Presenters preparing for a poster session at an APS meeting. The posters will hang throughout the meeting, but at assigned time slots the authors will be present to discuss their work. If you pay for a membership and conference fees, you too, physicist or not, can present your physics ideas. Credit: Jonathan Reyes/Flickr, "Through the looking glass", CC BY-NC 2.0
Sometimes this policy causes a bit of friction at meetings, but usually it is like there is just a separate group who are mostly ignored but still get to be involved by attending the physics talks, presenting material, and asking questions (within reason). Once I made the mistake of sitting in on a "crackpot session" at an APS meeting thinking it would be somewhat entertaining to see the powerpoint presentations and hear questions, but it ended up being depressing instead. From what I've seen, the friction is hardest on those that get assigned a poster session, since they aren't as well separated.
When trying to talk to a gradstudent about his research once, the man at the poster next to him insisted I take a pamphlet on how he came up with a revolutionary theory of quantum gravity by positing quantum mechanics is wrong about everything except the word quantum which actually refers to indivisible elastic aetherons forming elastic space. Truly fringe theorists so want people to listen, that I've been handed custom keychains, matchstick boxes, and pens, all with equations or slogans on them and sometimes weblinks. Some are even dedicated enough to self-publish books.
Eventually, while it sounds awful to say, you learn which people to avoid making eye contact with, otherwise they'll take it as an invitation to "sell you" their ideas. Please don't take this the wrong way though; these ultra fringe or crackpots or whatever you want to call it, are by far a minority at meetings. The "signal to noise ratio" is still plenty high that the meetings are still well attended. So by that measure, the policy decision of APS regarding crackpots worked.
Individuals on the other hand have incredibly varied ways of handling crackpots or even what they consider a crackpot, from the incredibly abrassive who liberally apply the term, to amazing tolerance, including the truly extreme case of a University of Chicago Professor discussed here (too bizarre for a short description to truly do it justice, so I suggest any who are curious to watch it yourself). So its no surprise that on Science 2.0 the responses runs the gamut -- poking a bit of fun, trying to convince purveyors of pseudo-science the burden of proof is on them by presenting challenges, or commenters like David Halliday with seemingly infinite patience in teaching. But in my experience, most people have some personal filters or guiding rules for deciding whether to cut a discussion short, such as Doug requesting new theories meet a certain level of rigor or Tommaso requesting new predictions.

▶ _STATED TASK_:
Please write down, word for word, the part of the passage on fringe theorists at APS meetings that opens with the words containing "When trying to" and closes with "to self-publish books.". The records come from a different, unrelated source.

▶ _RAW RECORDS_:
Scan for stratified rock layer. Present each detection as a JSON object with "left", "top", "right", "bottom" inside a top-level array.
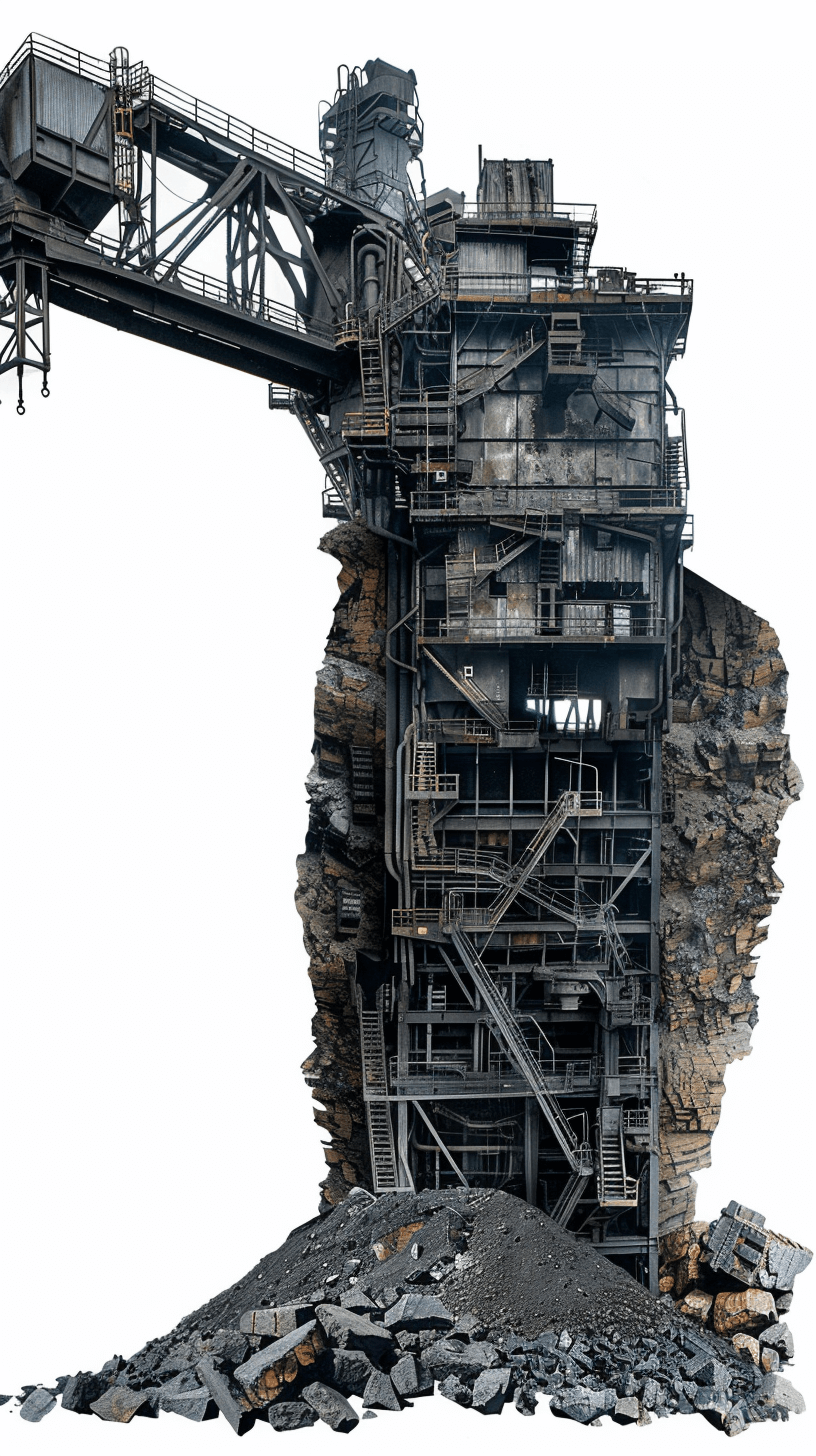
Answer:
[
  {"left": 296, "top": 524, "right": 386, "bottom": 1204},
  {"left": 660, "top": 572, "right": 801, "bottom": 1233}
]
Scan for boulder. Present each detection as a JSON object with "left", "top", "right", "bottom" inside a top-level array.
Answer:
[
  {"left": 383, "top": 1294, "right": 456, "bottom": 1334},
  {"left": 195, "top": 1357, "right": 255, "bottom": 1436},
  {"left": 363, "top": 1370, "right": 402, "bottom": 1411},
  {"left": 159, "top": 1390, "right": 219, "bottom": 1421},
  {"left": 268, "top": 1401, "right": 318, "bottom": 1431},
  {"left": 759, "top": 1321, "right": 793, "bottom": 1360},
  {"left": 549, "top": 1385, "right": 614, "bottom": 1425},
  {"left": 423, "top": 1340, "right": 501, "bottom": 1380},
  {"left": 711, "top": 1289, "right": 777, "bottom": 1335},
  {"left": 90, "top": 1385, "right": 159, "bottom": 1425},
  {"left": 302, "top": 1380, "right": 360, "bottom": 1436},
  {"left": 761, "top": 1373, "right": 804, "bottom": 1415},
  {"left": 675, "top": 1289, "right": 714, "bottom": 1325},
  {"left": 316, "top": 1350, "right": 374, "bottom": 1395},
  {"left": 472, "top": 1369, "right": 510, "bottom": 1415},
  {"left": 235, "top": 1319, "right": 323, "bottom": 1406},
  {"left": 20, "top": 1389, "right": 57, "bottom": 1424},
  {"left": 391, "top": 1356, "right": 433, "bottom": 1399},
  {"left": 239, "top": 1305, "right": 315, "bottom": 1340},
  {"left": 316, "top": 1305, "right": 393, "bottom": 1361},
  {"left": 439, "top": 1374, "right": 474, "bottom": 1406},
  {"left": 731, "top": 1331, "right": 759, "bottom": 1364}
]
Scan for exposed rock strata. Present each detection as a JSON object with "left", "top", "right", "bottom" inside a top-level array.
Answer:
[
  {"left": 296, "top": 550, "right": 801, "bottom": 1232},
  {"left": 296, "top": 524, "right": 386, "bottom": 1204},
  {"left": 660, "top": 572, "right": 801, "bottom": 1233}
]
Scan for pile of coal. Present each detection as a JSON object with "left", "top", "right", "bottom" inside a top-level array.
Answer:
[{"left": 4, "top": 1188, "right": 804, "bottom": 1436}]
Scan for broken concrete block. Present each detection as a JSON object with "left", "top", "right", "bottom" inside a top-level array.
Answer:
[
  {"left": 675, "top": 1289, "right": 714, "bottom": 1325},
  {"left": 316, "top": 1305, "right": 393, "bottom": 1361},
  {"left": 383, "top": 1294, "right": 456, "bottom": 1334},
  {"left": 159, "top": 1390, "right": 219, "bottom": 1421},
  {"left": 759, "top": 1321, "right": 793, "bottom": 1360},
  {"left": 609, "top": 1395, "right": 640, "bottom": 1425},
  {"left": 731, "top": 1331, "right": 759, "bottom": 1364},
  {"left": 472, "top": 1369, "right": 510, "bottom": 1415},
  {"left": 439, "top": 1374, "right": 474, "bottom": 1408},
  {"left": 761, "top": 1373, "right": 804, "bottom": 1415},
  {"left": 302, "top": 1380, "right": 360, "bottom": 1436},
  {"left": 239, "top": 1305, "right": 315, "bottom": 1333},
  {"left": 63, "top": 1370, "right": 108, "bottom": 1415},
  {"left": 316, "top": 1350, "right": 374, "bottom": 1395},
  {"left": 20, "top": 1389, "right": 57, "bottom": 1424},
  {"left": 195, "top": 1357, "right": 255, "bottom": 1436},
  {"left": 391, "top": 1356, "right": 433, "bottom": 1399},
  {"left": 363, "top": 1370, "right": 402, "bottom": 1411},
  {"left": 235, "top": 1319, "right": 323, "bottom": 1405},
  {"left": 340, "top": 1287, "right": 379, "bottom": 1315},
  {"left": 549, "top": 1385, "right": 618, "bottom": 1425},
  {"left": 90, "top": 1385, "right": 157, "bottom": 1425},
  {"left": 268, "top": 1401, "right": 318, "bottom": 1431},
  {"left": 711, "top": 1289, "right": 777, "bottom": 1335},
  {"left": 423, "top": 1340, "right": 501, "bottom": 1380},
  {"left": 372, "top": 1223, "right": 424, "bottom": 1264}
]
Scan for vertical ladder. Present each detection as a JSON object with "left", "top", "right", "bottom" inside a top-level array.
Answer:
[{"left": 360, "top": 1010, "right": 401, "bottom": 1194}]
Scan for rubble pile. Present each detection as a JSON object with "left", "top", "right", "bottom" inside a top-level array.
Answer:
[{"left": 7, "top": 1188, "right": 807, "bottom": 1436}]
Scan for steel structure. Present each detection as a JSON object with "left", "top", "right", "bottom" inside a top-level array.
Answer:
[{"left": 0, "top": 36, "right": 692, "bottom": 1284}]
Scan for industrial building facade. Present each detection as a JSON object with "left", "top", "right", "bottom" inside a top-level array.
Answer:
[{"left": 0, "top": 38, "right": 691, "bottom": 1286}]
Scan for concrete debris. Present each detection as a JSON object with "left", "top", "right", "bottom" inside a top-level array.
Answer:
[
  {"left": 20, "top": 1388, "right": 57, "bottom": 1423},
  {"left": 303, "top": 1380, "right": 360, "bottom": 1436},
  {"left": 9, "top": 1190, "right": 804, "bottom": 1436}
]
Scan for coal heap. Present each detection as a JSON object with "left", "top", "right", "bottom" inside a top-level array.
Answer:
[{"left": 6, "top": 1188, "right": 804, "bottom": 1436}]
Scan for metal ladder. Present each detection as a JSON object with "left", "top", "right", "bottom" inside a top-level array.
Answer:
[
  {"left": 360, "top": 1010, "right": 401, "bottom": 1194},
  {"left": 450, "top": 925, "right": 592, "bottom": 1178},
  {"left": 290, "top": 389, "right": 354, "bottom": 521},
  {"left": 597, "top": 1107, "right": 638, "bottom": 1208}
]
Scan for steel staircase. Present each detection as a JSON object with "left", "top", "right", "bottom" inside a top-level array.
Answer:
[
  {"left": 290, "top": 389, "right": 354, "bottom": 520},
  {"left": 423, "top": 646, "right": 507, "bottom": 729},
  {"left": 360, "top": 1010, "right": 401, "bottom": 1194},
  {"left": 597, "top": 1107, "right": 638, "bottom": 1208},
  {"left": 450, "top": 925, "right": 592, "bottom": 1178},
  {"left": 456, "top": 329, "right": 546, "bottom": 405}
]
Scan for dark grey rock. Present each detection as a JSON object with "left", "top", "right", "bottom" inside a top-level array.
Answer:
[
  {"left": 383, "top": 1294, "right": 456, "bottom": 1334},
  {"left": 549, "top": 1385, "right": 614, "bottom": 1425},
  {"left": 302, "top": 1380, "right": 360, "bottom": 1436},
  {"left": 759, "top": 1321, "right": 793, "bottom": 1360},
  {"left": 20, "top": 1389, "right": 57, "bottom": 1424},
  {"left": 472, "top": 1370, "right": 510, "bottom": 1415},
  {"left": 439, "top": 1374, "right": 474, "bottom": 1408},
  {"left": 319, "top": 1350, "right": 374, "bottom": 1395},
  {"left": 316, "top": 1305, "right": 393, "bottom": 1361},
  {"left": 195, "top": 1358, "right": 255, "bottom": 1436},
  {"left": 267, "top": 1401, "right": 318, "bottom": 1431},
  {"left": 363, "top": 1370, "right": 402, "bottom": 1411},
  {"left": 391, "top": 1354, "right": 433, "bottom": 1399},
  {"left": 159, "top": 1389, "right": 219, "bottom": 1421}
]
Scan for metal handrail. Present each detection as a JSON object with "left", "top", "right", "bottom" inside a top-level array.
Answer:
[
  {"left": 87, "top": 233, "right": 334, "bottom": 342},
  {"left": 0, "top": 31, "right": 326, "bottom": 186}
]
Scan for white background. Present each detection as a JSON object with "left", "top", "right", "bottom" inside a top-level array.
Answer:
[{"left": 0, "top": 0, "right": 816, "bottom": 1453}]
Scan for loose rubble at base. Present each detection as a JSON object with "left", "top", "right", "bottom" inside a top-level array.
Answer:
[{"left": 0, "top": 1188, "right": 810, "bottom": 1436}]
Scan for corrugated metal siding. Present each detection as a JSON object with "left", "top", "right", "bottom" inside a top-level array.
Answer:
[
  {"left": 35, "top": 57, "right": 111, "bottom": 156},
  {"left": 478, "top": 157, "right": 552, "bottom": 213},
  {"left": 561, "top": 526, "right": 650, "bottom": 596},
  {"left": 6, "top": 61, "right": 31, "bottom": 162}
]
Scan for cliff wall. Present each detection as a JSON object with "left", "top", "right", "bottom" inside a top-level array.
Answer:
[{"left": 660, "top": 571, "right": 801, "bottom": 1233}]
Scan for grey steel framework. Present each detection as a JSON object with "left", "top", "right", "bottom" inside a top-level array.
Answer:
[{"left": 0, "top": 36, "right": 692, "bottom": 1284}]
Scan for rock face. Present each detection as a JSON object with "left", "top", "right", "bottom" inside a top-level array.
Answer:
[
  {"left": 296, "top": 547, "right": 801, "bottom": 1228},
  {"left": 296, "top": 523, "right": 386, "bottom": 1204},
  {"left": 660, "top": 572, "right": 801, "bottom": 1233}
]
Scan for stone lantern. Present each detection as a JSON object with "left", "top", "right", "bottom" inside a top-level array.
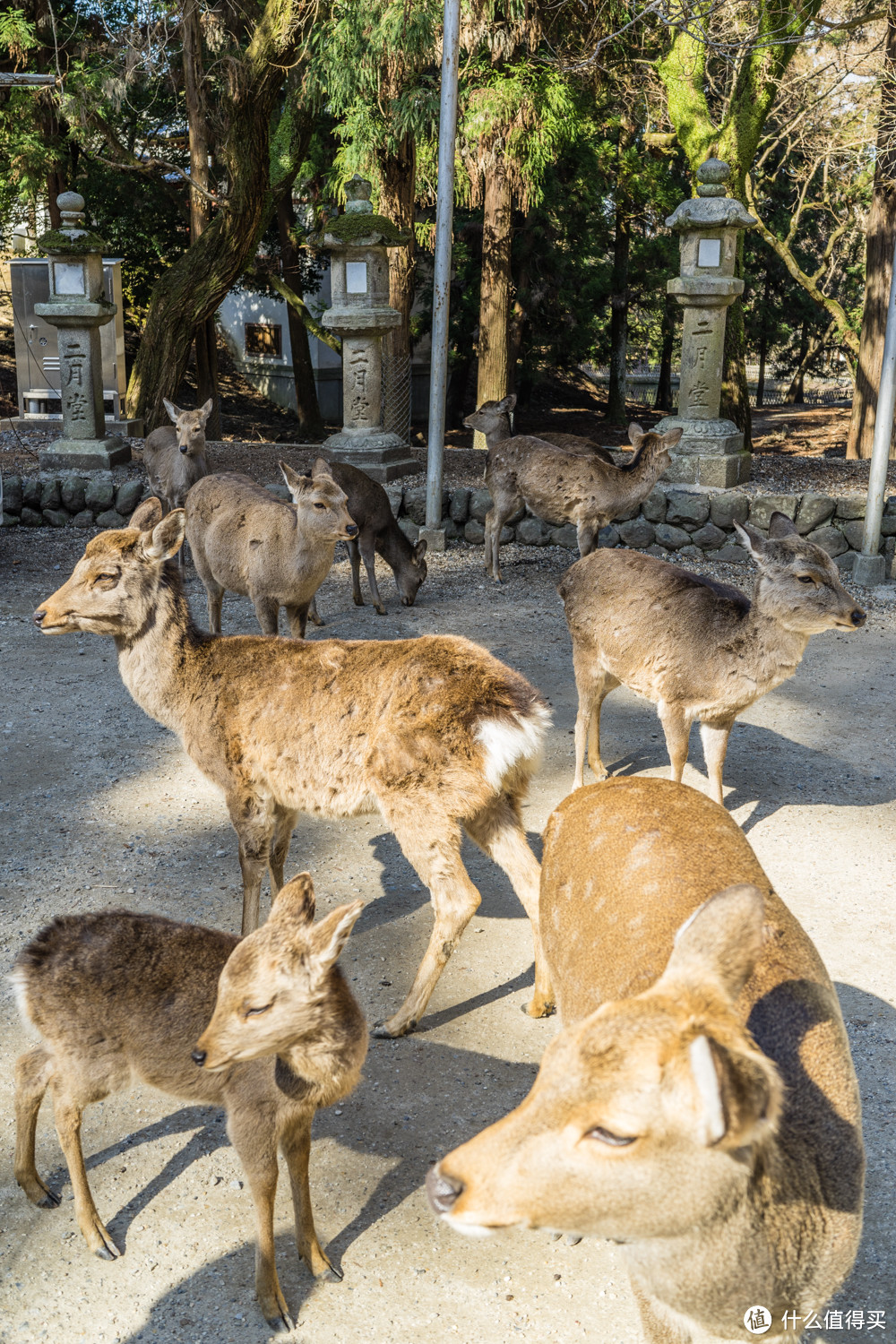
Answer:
[
  {"left": 656, "top": 159, "right": 756, "bottom": 488},
  {"left": 318, "top": 175, "right": 420, "bottom": 481},
  {"left": 33, "top": 191, "right": 130, "bottom": 470}
]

▶ _WRITTEN REPLY_:
When trying to talk to a gradstudent about his research once, the man at the poster next to him insisted I take a pamphlet on how he came up with a revolutionary theory of quantum gravity by positing quantum mechanics is wrong about everything except the word quantum which actually refers to indivisible elastic aetherons forming elastic space. Truly fringe theorists so want people to listen, that I've been handed custom keychains, matchstick boxes, and pens, all with equations or slogans on them and sometimes weblinks. Some are even dedicated enough to self-publish books.